**What is needed:** Show every line of the rows below that contains the string "rough", matching case exactly.

**Recorded data:**
* * *
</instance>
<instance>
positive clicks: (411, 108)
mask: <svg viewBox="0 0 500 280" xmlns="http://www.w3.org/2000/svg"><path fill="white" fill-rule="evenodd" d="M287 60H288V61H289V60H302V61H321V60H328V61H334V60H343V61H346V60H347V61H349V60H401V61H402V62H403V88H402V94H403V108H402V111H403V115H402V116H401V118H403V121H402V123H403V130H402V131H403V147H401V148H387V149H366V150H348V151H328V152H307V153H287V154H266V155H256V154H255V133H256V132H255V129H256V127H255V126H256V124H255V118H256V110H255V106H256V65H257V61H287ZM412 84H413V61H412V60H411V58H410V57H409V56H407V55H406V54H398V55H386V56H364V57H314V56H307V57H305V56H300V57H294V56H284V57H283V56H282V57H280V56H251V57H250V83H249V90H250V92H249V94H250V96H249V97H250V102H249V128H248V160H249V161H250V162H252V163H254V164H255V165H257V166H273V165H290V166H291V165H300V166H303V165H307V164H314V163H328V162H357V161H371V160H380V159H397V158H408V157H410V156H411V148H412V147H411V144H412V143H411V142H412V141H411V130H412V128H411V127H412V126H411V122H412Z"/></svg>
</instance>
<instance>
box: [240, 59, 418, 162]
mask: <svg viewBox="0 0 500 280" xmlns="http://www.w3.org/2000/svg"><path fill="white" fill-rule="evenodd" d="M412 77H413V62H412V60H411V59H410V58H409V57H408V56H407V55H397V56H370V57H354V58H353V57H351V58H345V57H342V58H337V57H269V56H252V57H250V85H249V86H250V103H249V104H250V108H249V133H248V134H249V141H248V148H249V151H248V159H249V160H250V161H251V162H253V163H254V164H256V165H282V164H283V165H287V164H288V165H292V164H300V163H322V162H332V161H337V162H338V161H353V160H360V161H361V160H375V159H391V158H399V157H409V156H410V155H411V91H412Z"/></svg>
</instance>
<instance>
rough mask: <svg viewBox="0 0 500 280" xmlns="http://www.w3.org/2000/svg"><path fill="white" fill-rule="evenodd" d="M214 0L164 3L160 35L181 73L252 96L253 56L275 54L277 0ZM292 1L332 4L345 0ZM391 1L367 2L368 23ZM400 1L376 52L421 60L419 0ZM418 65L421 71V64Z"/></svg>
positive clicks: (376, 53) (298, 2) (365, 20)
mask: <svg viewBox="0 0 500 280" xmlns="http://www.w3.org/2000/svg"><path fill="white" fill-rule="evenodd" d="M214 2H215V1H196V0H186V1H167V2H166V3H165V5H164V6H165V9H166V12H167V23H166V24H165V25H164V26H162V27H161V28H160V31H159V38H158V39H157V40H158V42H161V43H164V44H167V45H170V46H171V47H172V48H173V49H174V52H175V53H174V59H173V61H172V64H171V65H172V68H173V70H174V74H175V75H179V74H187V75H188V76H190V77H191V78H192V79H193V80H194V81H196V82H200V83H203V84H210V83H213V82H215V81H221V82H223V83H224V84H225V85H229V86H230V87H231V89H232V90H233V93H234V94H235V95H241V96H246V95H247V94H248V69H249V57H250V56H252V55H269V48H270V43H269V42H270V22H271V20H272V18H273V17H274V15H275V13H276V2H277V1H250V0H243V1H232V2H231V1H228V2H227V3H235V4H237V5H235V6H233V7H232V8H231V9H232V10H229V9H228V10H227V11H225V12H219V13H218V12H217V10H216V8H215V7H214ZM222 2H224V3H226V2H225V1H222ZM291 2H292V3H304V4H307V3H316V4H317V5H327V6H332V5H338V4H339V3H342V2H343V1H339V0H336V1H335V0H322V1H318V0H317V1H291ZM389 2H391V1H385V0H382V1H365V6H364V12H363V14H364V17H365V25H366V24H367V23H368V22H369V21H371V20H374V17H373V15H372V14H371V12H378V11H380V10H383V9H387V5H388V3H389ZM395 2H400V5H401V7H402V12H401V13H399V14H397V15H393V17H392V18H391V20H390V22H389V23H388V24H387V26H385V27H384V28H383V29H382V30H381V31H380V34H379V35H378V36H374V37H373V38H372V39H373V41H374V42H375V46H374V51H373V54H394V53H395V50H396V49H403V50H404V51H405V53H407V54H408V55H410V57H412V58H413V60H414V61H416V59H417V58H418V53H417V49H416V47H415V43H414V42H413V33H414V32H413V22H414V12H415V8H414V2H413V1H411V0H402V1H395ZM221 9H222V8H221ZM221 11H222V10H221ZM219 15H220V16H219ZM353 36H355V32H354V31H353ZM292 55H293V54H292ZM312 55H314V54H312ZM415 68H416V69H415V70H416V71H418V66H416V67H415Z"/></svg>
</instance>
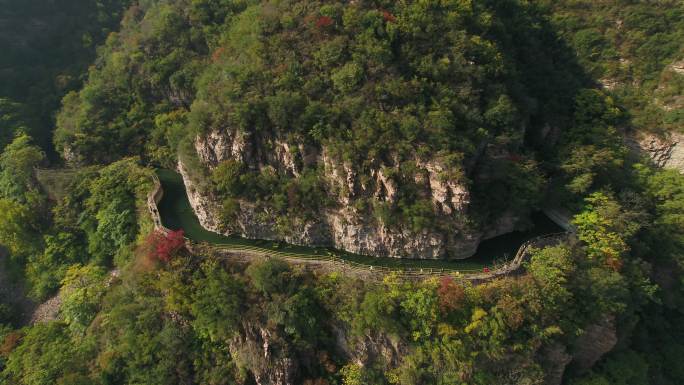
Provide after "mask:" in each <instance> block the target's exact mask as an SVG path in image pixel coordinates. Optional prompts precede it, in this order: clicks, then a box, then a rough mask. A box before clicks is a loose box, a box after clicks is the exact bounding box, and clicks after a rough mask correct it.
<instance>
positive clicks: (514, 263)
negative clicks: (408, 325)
mask: <svg viewBox="0 0 684 385" xmlns="http://www.w3.org/2000/svg"><path fill="white" fill-rule="evenodd" d="M152 180H153V183H154V186H153V188H152V191H150V193H149V194H148V196H147V205H148V208H149V211H150V215H151V217H152V221H153V222H154V227H155V229H156V230H157V231H160V232H162V233H165V234H168V233H169V232H170V231H171V230H170V229H168V228H166V227H164V225H163V223H162V220H161V215H160V213H159V208H158V204H159V202H160V201H161V199H162V196H163V193H164V192H163V189H162V186H161V182H160V181H159V177H158V176H157V175H153V176H152ZM567 234H568V233H567V232H562V233H554V234H546V235H542V236H538V237H535V238H533V239H530V240H528V241H527V242H525V243H523V244H522V246H520V247H519V248H518V251H517V252H516V254H515V256H514V257H513V259H511V260H510V261H506V262H503V263H500V264H499V265H495V266H492V269H491V270H489V271H482V270H479V269H478V270H474V269H458V268H415V267H387V266H378V265H371V264H365V263H359V262H355V261H350V260H347V259H344V258H342V257H340V256H338V255H336V254H335V253H334V252H332V251H326V253H324V254H299V253H294V252H286V251H280V250H272V249H268V248H265V247H260V246H250V245H228V244H224V245H221V244H208V243H197V242H195V241H193V240H191V239H189V238H187V237H186V238H185V239H186V245H187V246H188V248H190V249H191V250H196V251H200V250H201V251H214V252H228V253H240V254H242V255H250V256H254V257H266V258H268V257H277V258H282V259H284V260H287V261H290V262H294V263H309V264H324V263H328V264H332V265H335V266H338V267H340V268H342V269H346V270H352V271H362V272H365V273H371V274H373V275H378V276H385V275H388V274H397V275H399V276H401V277H405V278H426V277H430V276H443V275H450V276H453V277H454V278H458V279H463V280H468V281H486V280H490V279H493V278H497V277H500V276H504V275H507V274H510V273H512V272H514V271H517V270H518V269H519V268H520V266H521V265H522V263H523V262H524V261H525V259H526V258H527V256H528V254H529V252H530V250H531V249H532V248H534V247H535V246H538V245H540V244H542V243H549V244H550V243H553V242H559V241H561V240H562V239H563V238H564V237H565V236H567ZM314 249H315V248H314Z"/></svg>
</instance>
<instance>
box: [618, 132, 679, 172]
mask: <svg viewBox="0 0 684 385" xmlns="http://www.w3.org/2000/svg"><path fill="white" fill-rule="evenodd" d="M628 144H629V145H630V147H632V148H633V149H634V150H636V151H638V152H640V153H642V154H645V155H646V156H648V158H649V159H651V161H653V163H654V164H655V165H656V166H658V167H664V168H671V169H676V170H679V172H680V173H684V135H682V134H680V133H677V132H669V133H666V134H663V135H661V136H658V135H654V134H640V135H639V136H637V137H635V138H631V139H630V140H629V142H628Z"/></svg>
* * *
**Solution for this problem:**
rough mask: <svg viewBox="0 0 500 280" xmlns="http://www.w3.org/2000/svg"><path fill="white" fill-rule="evenodd" d="M214 0L164 3L160 35L181 73L252 96L253 56L275 54L277 0ZM292 1L332 4L345 0ZM391 1L367 2L368 23ZM400 1L376 52L421 60L419 0ZM418 65L421 71V64Z"/></svg>
Provide after "mask:" in each <instance> block the target's exact mask as an SVG path in image pixel coordinates. Optional prompts precede it, in this order: clicks, then a box, then a rough mask. A box before clicks is a loose box, a box after clicks is the exact bounding box, and clicks after a rough mask correct it.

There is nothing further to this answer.